» **Extrait choisi**
Le cinétisme est un concept de la psychomécanique (ou psychosystématique) du langage de Gustave Guillaume. Le cinétisme du langage est la propension qu'a l'esprit humain de concevoir des images plus ou moins achevées de tel ou tel fait de langue.

Sommaire

Temps et cinétique

Guillaume s'est tout d'abord intéressé au temps. Lorsqu'un locuteur utilise un verbe, l'esprit construit une « image verbale » plus ou moins achevée. Les infinitifs ont un aspect, mais ni mode ni « époque » : un infinitif, c'est une image verbale peu achevée. On dit que l'image verbale est « saisie » en cours de construction, et pour les infinitifs elle est « saisie » « précocement ». Autrement dit, l'infinitif est une saisie précoce de l'image verbale.

Le cinétisme implique donc une tension au sein de la langue. La langue serait toujours en train d'être construite, et, lors de chaque production de paroles, saisie à un moment donné de cette construction.

Psychomécanique du temps

Pour Guillaume[1],

« [la figuration très simple du temps, passé/présent/futur,] dont on peut dire qu'elle porte au maximum le panoramisme du temps, est la plus achevée, la plus "réalisée" qu'on puisse concevoir. C'est le résultat d'un grand effort de visée […]. Mais pour le linguiste, et les fins qu'il poursuit, cette image optima du temps est un instrument insuffisant. Son défaut vient précisément de sa "perfection". Ce qu'elle offre au regard, c'est du temps déjà construit en pensée, si l'on peut s'exprimer ainsi, alors que l'analyse demanderait qu'on vît du temps en train de se construire dans la pensée. Il est concevable, en effet, que pour s'introduire profondément à la connaissance d'un objet, cet objet dût-il le temps, point ne suffit de le considérer à l'état achevé, mais qu'il faut de plus, et surtout, se représenter les états par lesquels il a passé avant d'atteindre sa forme d'achèvement. »

[Enregistrements de placement de points]

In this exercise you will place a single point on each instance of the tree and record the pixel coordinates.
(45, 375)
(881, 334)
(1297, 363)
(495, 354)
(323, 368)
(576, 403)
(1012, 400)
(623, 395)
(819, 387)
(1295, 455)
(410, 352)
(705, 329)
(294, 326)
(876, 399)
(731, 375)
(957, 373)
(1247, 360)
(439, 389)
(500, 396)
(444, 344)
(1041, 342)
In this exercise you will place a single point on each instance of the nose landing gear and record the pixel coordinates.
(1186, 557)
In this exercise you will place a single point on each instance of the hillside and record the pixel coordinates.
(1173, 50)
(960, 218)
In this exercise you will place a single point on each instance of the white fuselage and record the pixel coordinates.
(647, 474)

» **Exercices à faire**
1. Pourriez-vous modifier l'ensemble des enregistrements en remplaçant « pixel coordinates » par « image coordinates », sans rien changer d'autre ?
2. Pouvez-vous poursuivre le texte sur la psychomécanique du temps chez Guillaume à partir de sa dernière phrase ?
Le texte et les enregistrements proviennent de sources différentes.

» **Réponses par exercice**
1.
In this exercise you will place a single point on each instance of the tree and record the image coordinates.
(45, 375)
(881, 334)
(1297, 363)
(495, 354)
(323, 368)
(576, 403)
(1012, 400)
(623, 395)
(819, 387)
(1295, 455)
(410, 352)
(705, 329)
(294, 326)
(876, 399)
(731, 375)
(957, 373)
(1247, 360)
(439, 389)
(500, 396)
(444, 344)
(1041, 342)
In this exercise you will place a single point on each instance of the nose landing gear and record the image coordinates.
(1186, 557)
In this exercise you will place a single point on each instance of the hillside and record the image coordinates.
(1173, 50)
(960, 218)
In this exercise you will place a single point on each instance of the white fuselage and record the image coordinates.
(647, 474)

2.
La chronogénèse

La saisie de la chronogénèse

Le terme de saisie est fondamental chez Guillaume. Il apparaît dès le début de son ouvrage principal, Temps et verbe, lorsqu'il décrit la saisie initiale de la « chronogenèse » (formation de l'image verbale dans l'esprit), qui correspond à l'aspect :

« A l'instant initial, la chronogénèse n'a pas encore opéré, elle est seulement en pouvoir d'opérer : l'image-temps saisie sur cet instant de la chronogenèse est le temps in-posse […]. »

Guillaume explique ainsi sa « chronogénèse » :

« Pour être une opération mentale extrêmement brève, la formation de l'image-temps dans l'esprit n'en demande pas moins un temps, très court sans doute, mais non pas infiniment court, et par conséquent réel. Il s'ensuit que cette formation peut être rapportée à un axe […]. Nous nommerons cet axe, l'axe du temps chronogénétique, et l'opération de pensée qui s'y développe, la chronogénèse. »[1]

Guillaume distingue dans la chronogénèse trois points, qui sont autant de saisies de l'image-temps :

  • le temps in posse, qui est « une image que la pensée n'a aucunement réalisée, mais qu'elle est, néanmoins, en puissance de réaliser ».
  • Le temps in fieri, où « la chronogénèse a plus ou moins opéré et l'image-temps saisie en telle position se présente en cours de formation dans l'esprit. »
  • le temps in esse, où « la chronogénèse a fini d'opérer » ; l'image-temps est achevée.

La formation de l'image-temps est donc soit « en puissance », soit « en devenir », soit « en réalité ».

Chronogénèse et aspect, mode, époque

Les trois « temps » de Guillaume correspondent à trois images plus ou moins achevées du temps. En effet, il existe des formes verbales ne contenant que l'aspect et aucun mode ni époque (passé, présent futur) : c'est le cas de l'infinitif. Les infinitifs sont donc des images incomplètes du temps (ils sont des images du temps in posse).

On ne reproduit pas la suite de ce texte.